> **DOCUMENT EXCERPT**:
---+---

Writing a custom replacement for malloc is relatively common.

You... can't be serious. That's common to you?


Yes? From the Wikipedia:

"Because malloc and its relatives can have a strong impact on the performance of a program, it is not uncommon to override the functions for a specific application by custom implementations that are optimized for application's allocation patterns."


"not uncommon" is far far from "common". If you're writing your own malloc replacement you're pretty deep into the weeds of high performance computing. Heck even just deciding to replace the stock implementation with an off-the-shelf replacement puts you in fairly rarified company. I'd wager the vast majority of software written for Linux makes use of the standard glibc allocator.

I expect high performance games are the most common exception, but they represent a fraction of the C/C++ in the wild.

Space leaks in Haskell, on the other hand, are unfortunately relatively easy to introduce.


There is this really great paper about space leaks and arrows: https://pdfs.semanticscholar.org/cab9/4da6e4b88b01848747df82...


> Until you have to solve a (maddeningly common) space leak issue.

Hm, I've been making useful things with Haskell for a couple years including quite a few freelance projects and haven't encountered many space leaks.

Definitely not enough to say they are maddeningly common, or even enough to say they are common.


My experience tracks yours.


here is a method that can help debug space leaks: http://neilmitchell.blogspot.com/2015/09/detecting-space-lea...


I wish the problem was simply detecting and isolating space leaks.

My experience is that actually fixing them can be incredibly difficult, hence my comment about needing to understand the gory details about how the runtime evaluates lazy expressions.

Heck, that post even uses the phrase "Attempt to fix the space leak" as it's often not an obvious slam dunk. Sometimes it even devolves to peppering !'s around until the problem goes away.


> My experience is that actually fixing them can be incredibly difficult

My experience differs, FWIW. If you know where you're creating too many thunks, and you force them as you create them, they don't accumulate.

Making sure you actually are forcing them, and not simply suspending a "force this", is probably the trickiest bit until you're used to the evaluation model.


If you know where you're creating too many thunks, and you force them as you create them, they don't accumulate.

Translation: if you've internalized the way Haskell code is compiled and executes, so that you can easily reason about how lazy evaluation is actually implemented, you can solve these problems.

If not, it devolves to throwing !'s in and praying.

Which is basically my point.

If I don't have a hope of solving common space leaks without deeply understanding how Haskell is evaluated, that's a real challenge for anyone trying to learn the language.

---+---

> **DATA LINES**:

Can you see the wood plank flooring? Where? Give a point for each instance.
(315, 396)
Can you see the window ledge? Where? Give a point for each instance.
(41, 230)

---+---

> **TASK TO CARRY OUT**:
Return the passage of the thread on Haskell space leaks between "My experience tracks" and "problem goes away.", inclusive, copied word for word. Work solely from the thread on Haskell space leaks; the lines are not to be consulted.

> **EXERCISE RESPONSE**:
My experience tracks yours.


here is a method that can help debug space leaks: http://neilmitchell.blogspot.com/2015/09/detecting-space-lea...


I wish the problem was simply detecting and isolating space leaks.

My experience is that actually fixing them can be incredibly difficult, hence my comment about needing to understand the gory details about how the runtime evaluates lazy expressions.

Heck, that post even uses the phrase "Attempt to fix the space leak" as it's often not an obvious slam dunk. Sometimes it even devolves to peppering !'s around until the problem goes away.